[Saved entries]
————
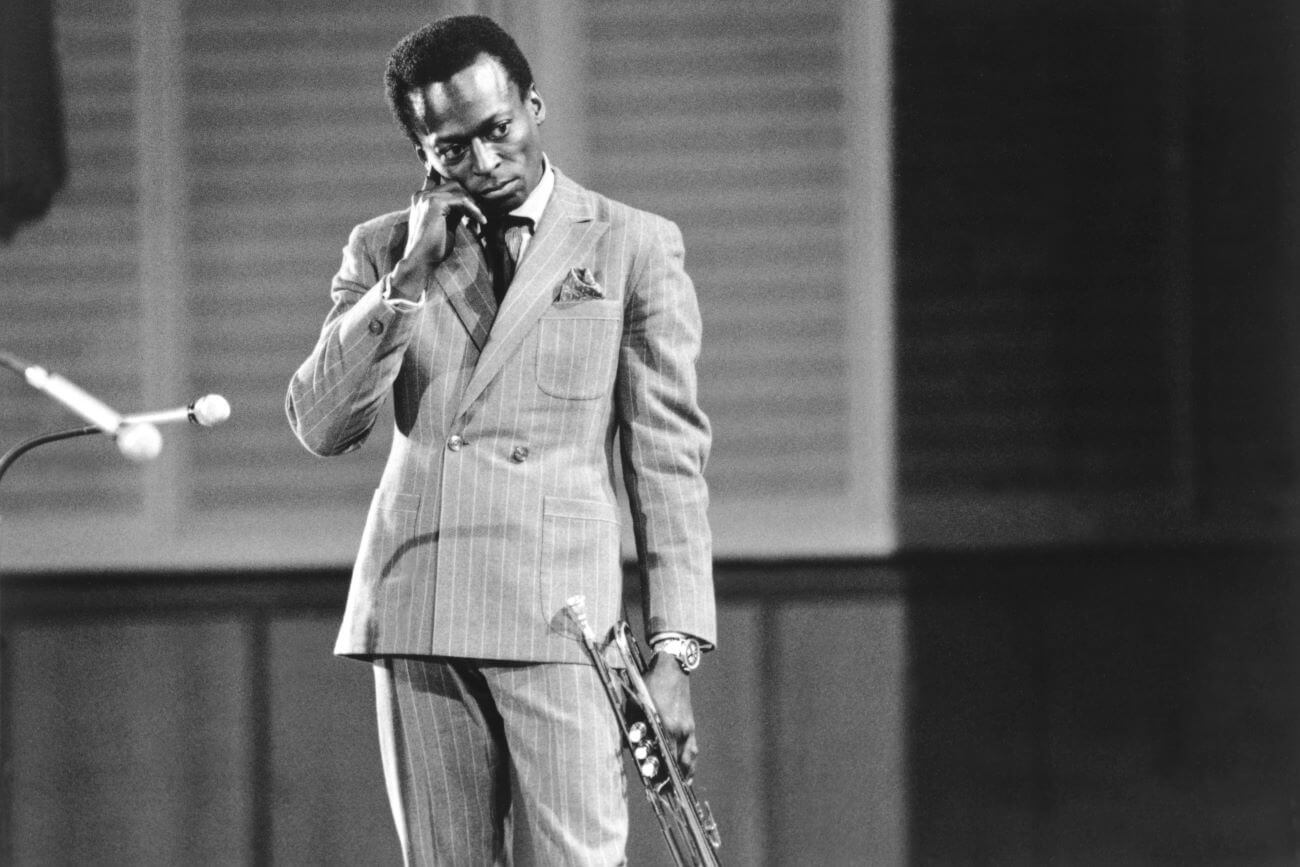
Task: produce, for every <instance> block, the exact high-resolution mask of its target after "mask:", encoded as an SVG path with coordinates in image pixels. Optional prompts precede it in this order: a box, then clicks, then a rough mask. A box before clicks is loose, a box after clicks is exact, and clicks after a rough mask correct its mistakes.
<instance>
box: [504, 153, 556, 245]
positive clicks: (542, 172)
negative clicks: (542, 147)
mask: <svg viewBox="0 0 1300 867" xmlns="http://www.w3.org/2000/svg"><path fill="white" fill-rule="evenodd" d="M554 191H555V169H552V168H551V161H550V160H547V159H546V155H545V153H543V155H542V179H541V181H538V182H537V186H536V187H533V191H532V192H529V194H528V198H526V199H524V204H521V205H519V207H517V208H515V209H513V211H511V213H512V214H513V216H516V217H525V218H528V220H532V221H533V230H534V231H536V230H537V224H539V222H541V221H542V212H543V211H546V203H549V201H550V200H551V192H554Z"/></svg>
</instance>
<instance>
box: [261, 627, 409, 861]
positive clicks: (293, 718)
mask: <svg viewBox="0 0 1300 867" xmlns="http://www.w3.org/2000/svg"><path fill="white" fill-rule="evenodd" d="M337 630H338V615H335V614H322V615H315V616H303V615H294V614H292V612H287V614H286V615H285V616H273V617H272V619H270V620H269V623H268V637H266V662H265V671H266V685H268V695H269V703H268V719H266V732H265V737H266V751H268V762H269V766H268V768H266V779H265V786H266V792H265V794H264V805H265V810H266V818H268V820H269V833H268V835H266V851H268V853H269V863H276V864H320V866H321V867H326V866H330V864H337V866H338V867H348V866H351V864H387V863H399V862H400V861H402V853H400V849H399V848H398V837H396V831H395V829H394V825H393V814H391V812H390V810H389V801H387V793H386V792H385V788H383V770H382V764H381V762H380V746H378V734H377V733H376V721H374V677H373V675H372V673H370V666H368V664H365V663H360V662H356V660H351V659H341V658H338V656H334V655H333V649H334V634H335V632H337Z"/></svg>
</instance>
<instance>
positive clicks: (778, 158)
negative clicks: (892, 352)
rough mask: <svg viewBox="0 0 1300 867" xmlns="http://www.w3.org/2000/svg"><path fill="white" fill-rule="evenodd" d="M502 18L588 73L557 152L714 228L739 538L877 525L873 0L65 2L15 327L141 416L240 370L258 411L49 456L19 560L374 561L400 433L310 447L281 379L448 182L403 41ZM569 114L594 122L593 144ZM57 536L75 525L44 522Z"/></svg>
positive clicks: (18, 547)
mask: <svg viewBox="0 0 1300 867" xmlns="http://www.w3.org/2000/svg"><path fill="white" fill-rule="evenodd" d="M474 10H487V12H497V13H498V14H500V16H503V18H504V19H506V22H507V25H510V26H511V27H512V29H513V30H516V31H517V32H519V35H520V39H521V42H523V43H524V44H525V45H529V47H532V48H536V53H537V57H539V58H542V62H539V64H538V70H537V71H538V74H539V78H541V82H542V84H543V88H545V86H546V82H547V81H549V78H547V73H549V71H550V73H552V74H555V79H556V81H559V82H568V83H571V84H573V87H571V88H567V90H565V92H564V94H563V95H558V99H556V100H555V104H556V107H560V108H563V107H565V105H567V110H559V112H558V113H556V114H555V117H552V118H550V122H549V133H547V135H550V130H556V133H555V135H554V146H555V147H554V152H552V156H555V159H556V162H558V164H559V165H560V166H562V168H569V169H571V173H572V174H573V175H575V177H576V178H578V179H581V181H584V182H588V183H591V185H593V186H594V187H597V188H599V190H602V191H604V192H607V194H610V195H612V196H615V198H620V199H624V200H627V201H629V203H632V204H636V205H640V207H643V208H647V209H651V211H656V212H659V213H663V214H666V216H668V217H671V218H673V220H676V221H679V222H680V224H681V226H682V229H684V231H685V237H686V246H688V266H689V269H690V272H692V274H693V276H694V278H695V279H697V282H698V286H699V296H701V303H702V307H703V315H705V321H706V330H707V337H706V350H705V357H703V360H702V369H701V373H702V380H703V394H702V398H703V403H705V406H706V409H707V411H708V412H710V413H711V416H712V419H714V421H715V428H716V446H715V450H714V460H712V465H711V468H710V476H711V484H712V495H714V497H712V503H714V520H715V523H716V524H715V525H716V528H718V533H716V538H718V545H716V550H718V551H719V552H722V554H727V552H732V554H746V555H750V554H755V552H766V554H789V552H800V554H813V552H820V551H826V550H831V549H833V550H837V551H841V552H844V551H846V550H855V551H859V552H861V551H862V550H867V549H868V547H870V545H868V543H867V542H865V541H863V539H865V538H866V536H867V533H868V529H870V528H868V526H867V525H870V524H871V520H870V519H868V517H867V516H866V515H865V512H863V510H862V508H861V502H859V500H858V499H854V498H855V497H857V495H858V493H859V491H861V490H862V489H863V486H865V481H863V478H865V476H866V474H868V472H866V471H863V469H862V468H861V467H858V465H855V464H854V460H853V455H854V448H855V445H854V437H855V433H854V430H853V424H850V419H852V413H853V411H854V403H853V400H854V398H853V387H854V383H853V376H854V372H853V370H854V369H853V368H852V365H850V361H852V360H853V356H852V352H853V346H854V342H855V341H854V338H853V335H854V334H855V325H854V322H853V321H852V317H850V316H849V311H850V304H849V302H850V287H849V286H848V285H846V283H848V279H849V278H848V277H846V272H848V270H849V268H848V259H846V255H845V250H846V240H845V233H846V225H848V221H849V218H850V217H849V209H848V208H846V204H845V190H846V187H848V186H850V181H852V175H850V168H849V166H848V165H846V159H845V153H846V138H848V135H846V129H848V122H849V121H848V120H846V112H848V110H849V109H848V108H846V104H848V101H849V100H846V99H845V95H844V92H842V90H844V83H842V79H844V75H845V69H846V68H848V62H849V60H850V57H852V56H850V53H849V48H846V44H849V43H852V42H853V38H852V36H846V35H845V34H844V21H845V17H846V6H845V4H844V3H840V1H839V0H820V1H818V3H811V4H803V5H801V6H792V5H789V4H784V3H763V4H740V3H728V4H708V5H701V4H693V3H680V1H673V0H658V1H656V3H650V4H641V3H594V1H590V0H567V1H565V3H554V4H549V3H537V4H532V5H528V6H519V5H506V4H499V3H487V1H484V3H472V1H468V0H465V1H460V3H458V1H452V0H447V1H446V3H434V4H429V3H415V1H404V3H394V4H385V5H383V6H382V8H365V9H361V8H359V6H356V5H355V4H344V3H339V1H338V0H309V1H305V3H296V1H295V3H283V1H274V3H261V1H259V3H253V1H252V0H234V1H233V3H225V4H205V3H196V1H195V0H149V1H148V4H144V5H142V4H123V5H122V6H121V8H120V9H116V13H113V9H108V8H107V6H104V5H98V6H90V5H82V4H81V3H79V0H65V1H62V3H60V4H59V5H57V6H56V12H57V21H56V25H57V27H59V30H60V32H61V34H62V39H64V43H65V48H64V51H62V52H61V60H62V62H64V65H65V69H66V77H68V81H69V84H70V97H69V114H70V125H72V126H70V129H72V135H70V138H72V140H73V155H72V156H73V160H72V162H73V166H72V172H73V179H72V183H70V188H69V192H68V194H66V195H65V196H64V198H62V199H61V200H60V201H57V203H56V207H55V209H53V211H52V214H51V217H49V220H48V221H47V222H45V224H43V225H39V226H35V227H32V229H29V230H25V231H23V234H22V235H21V237H19V242H18V243H16V244H14V246H10V247H8V248H4V250H3V251H0V252H3V255H4V261H5V264H8V265H10V266H8V268H6V269H5V278H6V279H9V281H12V282H13V283H14V287H13V290H12V291H13V292H14V295H16V298H21V302H19V303H18V304H13V305H10V309H13V311H14V312H13V313H12V315H10V316H12V318H9V320H6V322H5V325H6V329H5V337H6V343H5V348H8V350H10V351H16V352H19V354H26V355H30V356H32V357H38V359H42V360H48V361H49V363H51V364H52V365H56V367H59V368H60V369H64V370H65V372H68V373H69V374H70V376H73V378H75V380H78V381H79V382H82V383H83V385H86V386H87V387H88V389H91V390H94V391H95V393H96V394H101V395H104V396H105V398H107V399H109V402H110V403H113V406H118V407H121V408H122V409H135V408H144V407H140V402H142V399H148V402H149V403H151V404H162V406H168V404H172V406H177V404H182V403H186V402H188V400H190V399H192V398H195V396H198V395H201V394H205V393H218V394H222V395H225V396H226V398H227V399H229V400H230V403H231V406H233V415H231V419H230V421H229V422H226V424H224V425H221V426H220V428H217V429H213V430H203V429H196V428H188V426H185V428H182V426H175V428H166V429H165V430H164V437H165V441H166V442H165V452H164V458H162V459H161V460H160V461H157V463H155V464H153V465H152V467H148V468H140V467H135V465H131V464H126V463H125V461H123V460H122V459H121V458H120V456H117V455H116V454H114V452H113V450H112V446H110V445H109V443H107V442H104V441H100V442H98V443H94V448H91V447H90V445H81V443H79V445H78V446H79V448H81V451H77V450H75V448H74V447H66V446H65V447H61V448H59V450H52V448H51V450H47V451H45V452H44V454H43V455H38V456H35V458H31V459H27V460H25V463H23V465H22V468H21V469H26V471H27V473H26V476H18V474H16V476H14V480H13V484H8V481H6V484H5V490H3V491H0V508H4V510H6V511H5V519H6V520H5V523H4V524H3V525H0V534H4V549H5V563H6V564H9V565H10V568H19V567H21V568H59V567H65V565H142V564H147V565H166V564H177V563H183V564H191V565H201V564H222V565H226V564H251V563H257V564H269V563H313V564H315V563H339V562H346V560H348V559H350V558H351V555H352V552H354V551H355V545H356V537H357V534H359V532H360V523H361V517H363V513H364V507H365V503H367V502H368V500H369V495H370V490H372V489H373V486H374V484H376V482H377V478H378V474H380V468H381V465H382V461H383V458H385V454H386V442H385V439H386V437H387V426H389V425H387V422H383V424H382V426H381V430H378V432H377V433H376V435H374V437H373V439H372V442H369V443H367V447H365V448H363V450H361V451H359V452H356V454H354V455H347V456H343V458H338V459H330V460H328V461H326V460H320V459H316V458H312V456H311V455H308V454H307V452H305V451H304V450H303V448H302V447H300V446H299V445H298V443H296V442H295V441H294V439H292V437H291V434H290V432H289V428H287V425H286V424H285V420H283V411H282V399H283V390H285V386H286V382H287V378H289V376H290V374H291V372H292V370H294V368H295V367H296V365H298V364H299V363H300V360H302V359H303V357H305V355H307V352H308V351H309V350H311V347H312V344H313V343H315V339H316V335H317V333H318V328H320V322H321V320H322V318H324V316H325V313H326V311H328V308H329V296H328V287H329V279H330V277H331V274H333V272H334V269H335V268H337V265H338V261H339V248H341V247H342V244H343V243H344V240H346V238H347V233H348V230H350V227H351V226H352V225H355V224H356V222H359V221H361V220H365V218H368V217H370V216H376V214H378V213H383V212H386V211H391V209H398V208H400V207H403V205H404V203H407V200H408V196H409V192H411V190H412V188H413V186H415V185H416V182H417V181H419V166H417V162H416V160H415V157H413V155H412V153H411V148H409V144H408V143H407V142H406V140H404V138H403V136H402V135H400V133H399V131H398V130H396V129H395V127H394V125H393V122H391V118H390V117H389V114H387V109H386V107H385V105H383V99H382V64H383V57H385V56H386V53H387V51H389V49H390V48H391V45H393V44H394V42H395V40H396V39H398V38H399V36H400V35H402V34H404V32H407V31H408V30H411V29H412V27H413V26H416V25H419V23H421V22H424V21H428V19H429V18H432V17H435V16H438V14H442V13H448V12H474ZM110 13H113V14H110ZM155 13H156V16H157V18H155ZM550 13H554V14H550ZM539 16H550V17H546V18H545V19H543V18H539ZM156 19H157V21H162V19H165V22H166V25H168V26H166V27H165V29H164V27H155V26H151V22H155V21H156ZM126 22H130V23H126ZM133 73H135V74H136V75H139V81H135V79H134V78H133ZM148 94H156V95H157V96H160V97H162V96H165V97H166V99H157V100H151V99H148V97H147V95H148ZM173 97H174V99H173ZM133 108H134V112H133ZM565 123H572V129H575V130H580V131H581V130H586V136H585V138H584V139H582V140H581V142H580V146H575V142H576V138H575V134H573V133H572V131H571V130H568V129H562V127H564V125H565ZM149 130H157V131H159V135H160V136H162V135H165V136H166V140H165V142H156V140H153V139H152V136H151V135H149ZM549 140H551V139H550V138H549ZM146 218H147V220H148V224H147V225H146V226H144V227H147V229H148V230H149V231H147V233H142V231H138V230H136V227H135V225H134V222H135V221H139V220H146ZM173 218H174V220H175V224H178V225H173V224H172V222H170V221H172V220H173ZM9 338H12V339H9ZM140 341H143V343H140ZM4 396H5V403H6V407H14V411H13V412H6V413H5V415H4V419H3V420H0V424H3V425H4V428H0V433H4V434H6V435H8V437H9V438H10V439H17V438H18V437H19V435H21V434H23V433H27V432H32V429H35V428H39V426H40V425H39V422H40V421H42V419H43V417H45V416H56V417H60V419H62V417H64V416H62V415H60V412H59V411H57V409H56V408H51V407H49V406H48V402H45V400H43V399H42V398H39V395H32V394H30V393H27V391H26V390H23V387H22V386H21V383H18V382H16V381H9V382H6V383H5V393H4ZM148 408H162V407H157V406H151V407H148ZM42 413H43V415H42ZM69 421H72V420H69ZM78 455H81V456H79V458H78ZM60 493H61V495H60ZM42 506H44V507H45V508H47V510H48V513H47V515H45V516H44V517H43V516H42V513H39V512H36V511H35V510H36V507H42ZM101 506H103V507H110V508H104V510H103V511H101V512H92V511H91V508H92V507H101ZM51 532H53V533H56V534H57V536H60V537H61V538H66V539H72V542H70V543H69V545H61V546H48V545H44V543H43V542H42V541H40V539H42V538H43V537H44V536H47V534H49V533H51ZM828 546H829V549H828Z"/></svg>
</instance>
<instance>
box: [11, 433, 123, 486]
mask: <svg viewBox="0 0 1300 867" xmlns="http://www.w3.org/2000/svg"><path fill="white" fill-rule="evenodd" d="M96 433H104V430H103V429H101V428H99V426H96V425H86V426H85V428H74V429H72V430H56V432H53V433H44V434H39V435H36V437H32V438H30V439H23V441H22V442H19V443H18V445H17V446H14V447H13V448H10V450H9V451H6V452H5V454H3V455H0V478H4V474H5V472H6V471H8V469H9V467H12V465H13V461H16V460H18V459H19V458H22V456H23V455H25V454H27V452H29V451H31V450H32V448H35V447H36V446H43V445H45V443H47V442H59V441H60V439H72V438H73V437H87V435H90V434H96Z"/></svg>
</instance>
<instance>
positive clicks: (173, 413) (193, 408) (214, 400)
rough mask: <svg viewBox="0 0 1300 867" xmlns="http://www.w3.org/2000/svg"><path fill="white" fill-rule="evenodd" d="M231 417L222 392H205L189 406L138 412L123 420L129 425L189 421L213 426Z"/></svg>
mask: <svg viewBox="0 0 1300 867" xmlns="http://www.w3.org/2000/svg"><path fill="white" fill-rule="evenodd" d="M229 417H230V402H229V400H226V399H225V398H222V396H221V395H220V394H205V395H203V396H201V398H198V399H195V402H194V403H191V404H190V406H187V407H177V408H175V409H159V411H156V412H136V413H134V415H130V416H123V417H122V421H123V422H126V424H129V425H168V424H172V422H175V421H188V422H191V424H196V425H203V426H204V428H211V426H213V425H220V424H221V422H222V421H225V420H226V419H229Z"/></svg>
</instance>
————
**What is being asked**
Please reproduce the stretch of the data from its start through the line containing "positive clicks: (293, 718)", including both ends, and leave out the pictures.

**Solved exercise**
Task: produce, for every <instance> block, the exact high-resolution mask of its target after "mask:", encoded as an SVG path with coordinates in image pixels. Optional prompts precede it in this order: a box, then clicks, then a rough mask. A box before clicks is loose, a box after clicks is exact, and clicks after a rough mask correct its mistakes.
<instance>
box: [504, 153, 556, 245]
positive clicks: (542, 172)
negative clicks: (542, 147)
mask: <svg viewBox="0 0 1300 867" xmlns="http://www.w3.org/2000/svg"><path fill="white" fill-rule="evenodd" d="M554 191H555V169H552V168H551V161H550V160H547V159H546V155H545V153H543V155H542V179H541V181H538V182H537V186H536V187H533V191H532V192H529V194H528V198H526V199H524V204H521V205H519V207H517V208H515V209H513V211H511V213H512V214H513V216H516V217H525V218H528V220H532V221H533V230H534V231H536V230H537V224H539V222H541V221H542V212H543V211H546V203H549V201H550V200H551V192H554Z"/></svg>
</instance>
<instance>
box: [261, 627, 409, 861]
positive clicks: (293, 718)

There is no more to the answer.